RECORDS TO USE
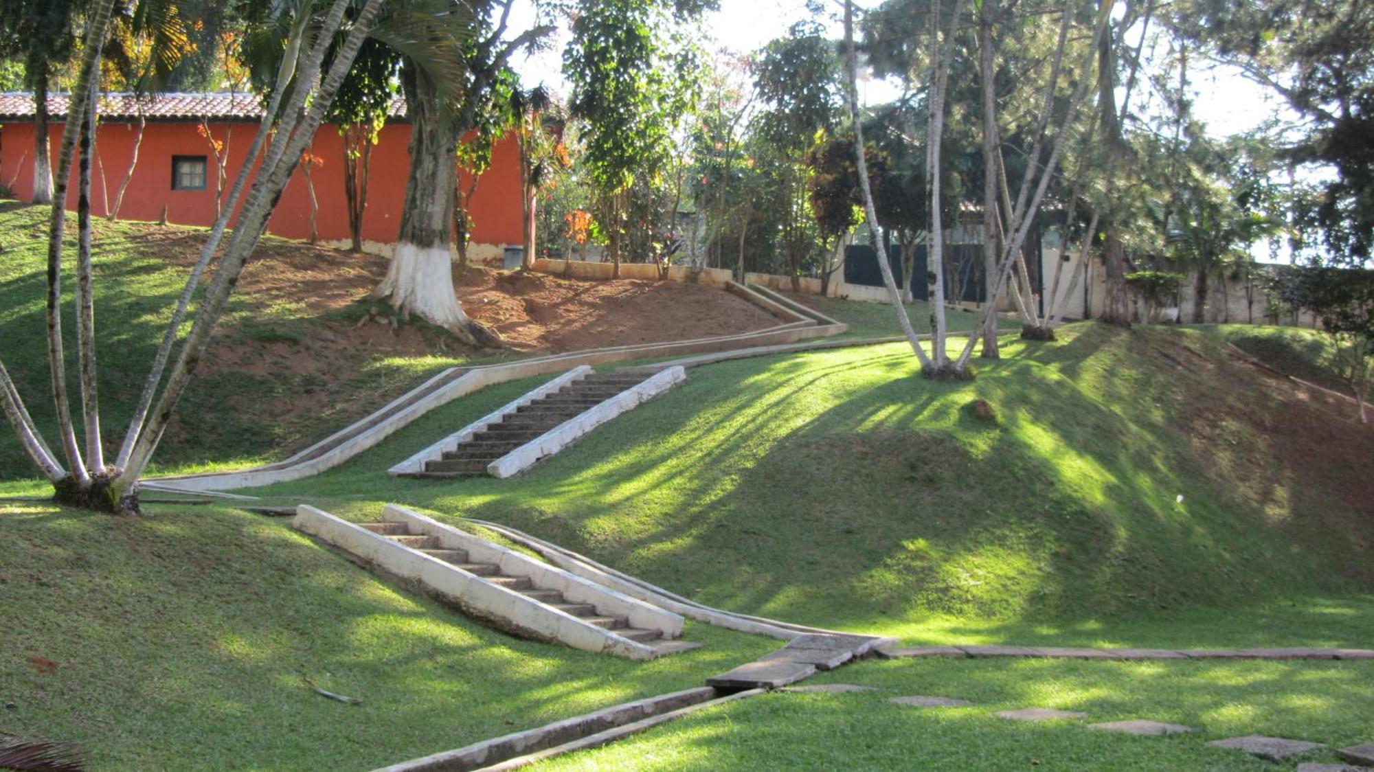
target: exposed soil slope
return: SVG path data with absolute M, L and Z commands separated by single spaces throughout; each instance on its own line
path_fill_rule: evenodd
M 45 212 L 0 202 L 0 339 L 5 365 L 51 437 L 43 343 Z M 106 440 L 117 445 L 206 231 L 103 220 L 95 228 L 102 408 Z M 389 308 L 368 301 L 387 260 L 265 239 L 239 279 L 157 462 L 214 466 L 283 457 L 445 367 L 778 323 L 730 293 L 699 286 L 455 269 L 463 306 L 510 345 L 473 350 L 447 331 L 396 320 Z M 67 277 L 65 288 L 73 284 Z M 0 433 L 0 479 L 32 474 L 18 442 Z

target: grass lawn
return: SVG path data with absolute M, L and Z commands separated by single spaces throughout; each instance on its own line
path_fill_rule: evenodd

--

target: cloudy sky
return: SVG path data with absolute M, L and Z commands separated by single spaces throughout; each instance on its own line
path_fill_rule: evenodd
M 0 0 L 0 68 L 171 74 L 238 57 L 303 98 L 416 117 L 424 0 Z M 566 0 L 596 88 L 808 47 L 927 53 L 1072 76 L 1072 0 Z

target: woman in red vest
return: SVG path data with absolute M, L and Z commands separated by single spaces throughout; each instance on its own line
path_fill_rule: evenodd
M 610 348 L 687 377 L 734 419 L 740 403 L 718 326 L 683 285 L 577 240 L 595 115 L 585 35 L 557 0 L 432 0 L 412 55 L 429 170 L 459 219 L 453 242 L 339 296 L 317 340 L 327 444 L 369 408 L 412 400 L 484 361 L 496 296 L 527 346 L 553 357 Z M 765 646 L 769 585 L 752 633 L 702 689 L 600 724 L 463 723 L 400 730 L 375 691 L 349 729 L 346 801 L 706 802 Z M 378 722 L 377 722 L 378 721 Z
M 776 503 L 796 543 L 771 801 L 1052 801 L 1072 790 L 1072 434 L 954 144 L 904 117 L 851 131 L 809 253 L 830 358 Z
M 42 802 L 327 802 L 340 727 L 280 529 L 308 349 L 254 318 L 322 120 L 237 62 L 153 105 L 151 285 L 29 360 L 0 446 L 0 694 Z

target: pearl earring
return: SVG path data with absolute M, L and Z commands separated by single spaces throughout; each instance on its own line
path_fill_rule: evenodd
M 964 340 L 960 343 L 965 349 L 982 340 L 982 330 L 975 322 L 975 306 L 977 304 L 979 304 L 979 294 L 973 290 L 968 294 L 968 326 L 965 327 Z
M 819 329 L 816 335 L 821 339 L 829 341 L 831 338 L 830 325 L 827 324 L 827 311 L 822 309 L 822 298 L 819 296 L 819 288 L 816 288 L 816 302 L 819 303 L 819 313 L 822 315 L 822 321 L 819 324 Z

WORK TO DO
Pick out each line of the data above that contains the string "target". Treat uppercase and lowercase as different.

PROBLEM SOLUTION
target: exposed soil slope
target: grass lawn
target: cloudy sky
target: woman in red vest
target: pearl earring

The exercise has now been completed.